To be done
1. From the fp128 commit notice, quote the passage starting with "URL: http://llvm.org/viewvc/llvm-project?rev=371672&view=rev" and going on through "converting to i128.".
2. List every field label in the fp128 commit notice that is directly followed by a colon, such as the one naming the author.
3. Answer these questions using the fp128 commit notice:
(a) What is the new revision number?
(b) What does the log say fp128 is considered to be?
(c) What name is given after "Author"?

Quoted passage
>>>>>

[llvm] r371672 - [X86] Move x86_64 fp128 conversion to libcalls from type legalization to DAG legalization

Craig Topper via llvm-commits llvm-commits at lists.llvm.org
Wed Sep 11 14:30:09 PDT 2019


Author: ctopper
Date: Wed Sep 11 14:30:09 2019
New Revision: 371672

URL: http://llvm.org/viewvc/llvm-project?rev=371672&view=rev
Log:
[X86] Move x86_64 fp128 conversion to libcalls from type legalization to DAG legalization

fp128 is considered a legal type for a register, but has almost no legal operations so everything needs to be converted to a libcall. Previously this was implemented by tricking type legalization into softening the operations with various checks for "is legal in hardware register" to change the behavior to still use f128 as the resulting type instead of converting to i128.

<<<<<

Source material
>>>>>

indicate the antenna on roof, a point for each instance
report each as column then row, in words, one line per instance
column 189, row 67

<<<<<

Answers to the exercise
1.
URL: http://llvm.org/viewvc/llvm-project?rev=371672&view=rev
Log:
[X86] Move x86_64 fp128 conversion to libcalls from type legalization to DAG legalization

fp128 is considered a legal type for a register, but has almost no legal operations so everything needs to be converted to a libcall. Previously this was implemented by tricking type legalization into softening the operations with various checks for "is legal in hardware register" to change the behavior to still use f128 as the resulting type instead of converting to i128.

2. Author, Date, New Revision, URL, Log

3.
(a) 371672
(b) A legal type for a register
(c) ctopper